Edit the lines below, replacing every "trace the outline" with "draw the boundary" and leaving all other text unchanged.

Data items
───

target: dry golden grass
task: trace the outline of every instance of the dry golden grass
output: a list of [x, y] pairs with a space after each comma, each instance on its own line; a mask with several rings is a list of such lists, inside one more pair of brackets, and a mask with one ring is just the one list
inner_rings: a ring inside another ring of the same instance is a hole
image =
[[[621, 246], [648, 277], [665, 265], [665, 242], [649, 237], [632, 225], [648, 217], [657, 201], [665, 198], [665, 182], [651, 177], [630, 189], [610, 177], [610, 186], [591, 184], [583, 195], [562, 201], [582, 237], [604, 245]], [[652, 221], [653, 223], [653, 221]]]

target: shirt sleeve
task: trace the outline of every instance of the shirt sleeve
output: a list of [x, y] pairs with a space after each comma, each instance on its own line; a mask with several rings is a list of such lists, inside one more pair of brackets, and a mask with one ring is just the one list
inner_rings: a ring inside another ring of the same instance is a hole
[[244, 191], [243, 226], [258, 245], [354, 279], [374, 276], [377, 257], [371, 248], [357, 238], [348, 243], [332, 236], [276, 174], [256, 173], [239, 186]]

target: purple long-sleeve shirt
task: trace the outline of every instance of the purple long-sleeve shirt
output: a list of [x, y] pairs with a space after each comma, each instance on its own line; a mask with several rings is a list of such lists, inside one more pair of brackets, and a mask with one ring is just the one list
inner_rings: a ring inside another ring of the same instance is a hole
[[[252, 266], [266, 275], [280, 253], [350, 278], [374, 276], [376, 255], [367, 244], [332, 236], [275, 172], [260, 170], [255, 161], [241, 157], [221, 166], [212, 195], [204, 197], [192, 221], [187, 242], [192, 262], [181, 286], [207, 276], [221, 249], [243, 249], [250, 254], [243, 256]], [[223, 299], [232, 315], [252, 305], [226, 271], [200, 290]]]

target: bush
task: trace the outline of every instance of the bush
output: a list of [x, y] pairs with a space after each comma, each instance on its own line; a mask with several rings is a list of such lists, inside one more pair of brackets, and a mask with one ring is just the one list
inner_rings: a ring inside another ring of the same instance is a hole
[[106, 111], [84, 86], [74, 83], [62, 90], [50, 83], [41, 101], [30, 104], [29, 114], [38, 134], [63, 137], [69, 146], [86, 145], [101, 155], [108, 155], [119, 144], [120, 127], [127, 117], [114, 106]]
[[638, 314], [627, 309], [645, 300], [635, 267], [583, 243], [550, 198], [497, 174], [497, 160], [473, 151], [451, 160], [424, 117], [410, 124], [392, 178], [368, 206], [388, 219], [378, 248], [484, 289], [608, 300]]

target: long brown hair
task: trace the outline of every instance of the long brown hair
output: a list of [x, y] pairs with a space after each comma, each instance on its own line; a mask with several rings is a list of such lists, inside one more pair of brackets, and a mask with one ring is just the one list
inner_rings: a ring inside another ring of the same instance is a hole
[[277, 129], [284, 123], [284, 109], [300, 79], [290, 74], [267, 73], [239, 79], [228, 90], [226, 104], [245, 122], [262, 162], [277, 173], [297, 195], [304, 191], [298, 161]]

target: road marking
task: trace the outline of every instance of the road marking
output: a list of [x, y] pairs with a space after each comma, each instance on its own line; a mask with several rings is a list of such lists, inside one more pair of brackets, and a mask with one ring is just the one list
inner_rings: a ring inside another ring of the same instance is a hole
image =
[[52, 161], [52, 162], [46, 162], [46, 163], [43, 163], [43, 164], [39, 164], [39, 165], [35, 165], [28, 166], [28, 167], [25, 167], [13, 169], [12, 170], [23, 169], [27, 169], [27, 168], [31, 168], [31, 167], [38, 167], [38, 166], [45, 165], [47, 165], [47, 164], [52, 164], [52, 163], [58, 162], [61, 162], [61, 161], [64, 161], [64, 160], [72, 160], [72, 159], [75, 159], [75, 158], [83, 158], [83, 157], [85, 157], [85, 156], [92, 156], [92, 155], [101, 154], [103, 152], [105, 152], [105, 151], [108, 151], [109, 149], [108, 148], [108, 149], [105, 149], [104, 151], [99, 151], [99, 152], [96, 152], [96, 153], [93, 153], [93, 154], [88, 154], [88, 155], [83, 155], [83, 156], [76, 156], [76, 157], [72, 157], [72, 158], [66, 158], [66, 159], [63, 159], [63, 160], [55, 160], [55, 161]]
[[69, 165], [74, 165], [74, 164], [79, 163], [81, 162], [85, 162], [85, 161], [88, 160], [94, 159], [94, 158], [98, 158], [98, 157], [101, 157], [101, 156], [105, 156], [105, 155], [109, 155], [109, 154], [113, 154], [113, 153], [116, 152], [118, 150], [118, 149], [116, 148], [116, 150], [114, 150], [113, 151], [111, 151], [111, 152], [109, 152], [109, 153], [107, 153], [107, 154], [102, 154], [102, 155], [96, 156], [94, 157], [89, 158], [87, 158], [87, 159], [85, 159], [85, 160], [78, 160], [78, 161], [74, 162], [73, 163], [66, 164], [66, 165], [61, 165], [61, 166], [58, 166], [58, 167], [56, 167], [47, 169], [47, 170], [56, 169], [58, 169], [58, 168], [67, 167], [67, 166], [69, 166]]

───

Problem solution.
target: dry golden grass
task: draw the boundary of every instance of the dry golden grass
output: a list of [x, y] pairs with a space after each comma, each instance on its own line; a mask with several rings is a list of such lists, inside one more pair of brackets, and a mask with one ring is just the one list
inner_rings: a ring inside another ring of the same instance is a hole
image =
[[[621, 246], [648, 277], [665, 265], [665, 242], [649, 237], [632, 225], [648, 217], [657, 201], [665, 198], [665, 182], [651, 177], [630, 189], [610, 177], [610, 186], [591, 184], [583, 195], [562, 201], [582, 237], [604, 245]], [[652, 221], [653, 223], [653, 221]]]

target: shirt sleeve
task: draw the boundary of every instance of the shirt sleeve
output: a list of [x, y] pairs with a space after each comma, each instance on its own line; a mask with several rings is a list of such lists, inside one more pair of brackets, and a mask with one ring is just the one list
inner_rings: a ring inside another ring of the same instance is a hole
[[244, 191], [243, 226], [258, 245], [354, 279], [374, 276], [377, 257], [371, 248], [357, 238], [348, 243], [332, 236], [276, 174], [256, 173], [239, 186]]

target: purple long-sleeve shirt
task: draw the boundary of every instance of the purple long-sleeve shirt
output: a list of [x, y] pairs with a space after each comma, each instance on its own line; a mask with several rings is a list of such lists, inside one more pair of brackets, and a mask with one ring is just the one list
inner_rings: a ring inside another ring of the same instance is a hole
[[[252, 266], [266, 275], [280, 253], [350, 278], [374, 276], [376, 255], [367, 244], [332, 236], [275, 172], [260, 170], [255, 161], [241, 157], [221, 166], [212, 195], [204, 197], [192, 221], [187, 242], [192, 262], [181, 286], [207, 276], [221, 249], [243, 249], [250, 254], [243, 256]], [[223, 299], [232, 315], [252, 305], [226, 271], [200, 290]]]

target: bush
task: draw the boundary of every instance of the bush
output: a list of [x, y] pairs with a space after each comma, each instance on its own line; a mask with several rings is a list of such lists, inside one more pair of brackets, and a mask with one ring is just the one list
inner_rings: a ring inside another ring of the same instance is a hole
[[106, 111], [84, 86], [74, 83], [62, 90], [50, 83], [41, 101], [30, 104], [29, 114], [38, 134], [63, 137], [69, 146], [86, 145], [101, 155], [108, 155], [119, 144], [120, 127], [127, 117], [114, 106]]
[[638, 314], [627, 309], [645, 300], [635, 267], [583, 243], [550, 198], [497, 174], [497, 160], [473, 151], [451, 160], [424, 117], [410, 124], [392, 178], [368, 206], [388, 219], [378, 248], [484, 289], [608, 300]]

target: long brown hair
task: draw the boundary of every instance of the long brown hair
output: a list of [x, y] pairs with a space after each comma, each instance on its own line; a mask with several rings is a list of such lists, inside one more pair of brackets, and a mask with one ring is just the one list
inner_rings: a ring inside another ring of the same instance is a hole
[[277, 129], [284, 123], [284, 109], [300, 79], [290, 74], [267, 73], [239, 79], [228, 90], [226, 104], [245, 122], [262, 162], [277, 173], [297, 195], [304, 191], [298, 161]]

target: road marking
task: draw the boundary of every instance of the road marking
output: a list of [x, y] pairs with a space after each comma, each instance on its own line; a mask with several rings is a list of such lists, inside one more pair of brackets, and a mask with one ring is just the one list
inner_rings: a ring inside another ring of the same instance is a hole
image =
[[52, 161], [52, 162], [46, 162], [46, 163], [43, 163], [43, 164], [39, 164], [39, 165], [35, 165], [28, 166], [28, 167], [25, 167], [13, 169], [12, 170], [23, 169], [27, 169], [27, 168], [31, 168], [31, 167], [38, 167], [38, 166], [45, 165], [47, 165], [47, 164], [52, 164], [52, 163], [58, 162], [61, 162], [61, 161], [64, 161], [64, 160], [72, 160], [72, 159], [75, 159], [75, 158], [83, 158], [83, 157], [85, 157], [85, 156], [92, 156], [92, 155], [101, 154], [103, 152], [105, 152], [105, 151], [108, 151], [109, 149], [108, 148], [108, 149], [105, 149], [104, 151], [99, 151], [99, 152], [96, 152], [96, 153], [93, 153], [93, 154], [88, 154], [88, 155], [83, 155], [83, 156], [76, 156], [76, 157], [72, 157], [72, 158], [66, 158], [66, 159], [63, 159], [63, 160], [55, 160], [55, 161]]
[[69, 165], [74, 165], [74, 164], [79, 163], [81, 162], [85, 162], [85, 161], [88, 160], [94, 159], [94, 158], [98, 158], [98, 157], [101, 157], [101, 156], [105, 156], [105, 155], [109, 155], [109, 154], [113, 154], [113, 153], [116, 152], [118, 150], [118, 149], [116, 148], [116, 150], [114, 150], [113, 151], [111, 151], [111, 152], [109, 152], [109, 153], [107, 153], [107, 154], [102, 154], [102, 155], [96, 156], [94, 157], [89, 158], [87, 158], [87, 159], [85, 159], [85, 160], [78, 160], [78, 161], [74, 162], [73, 163], [66, 164], [66, 165], [61, 165], [61, 166], [58, 166], [58, 167], [56, 167], [47, 169], [47, 170], [56, 169], [58, 169], [58, 168], [67, 167], [67, 166], [69, 166]]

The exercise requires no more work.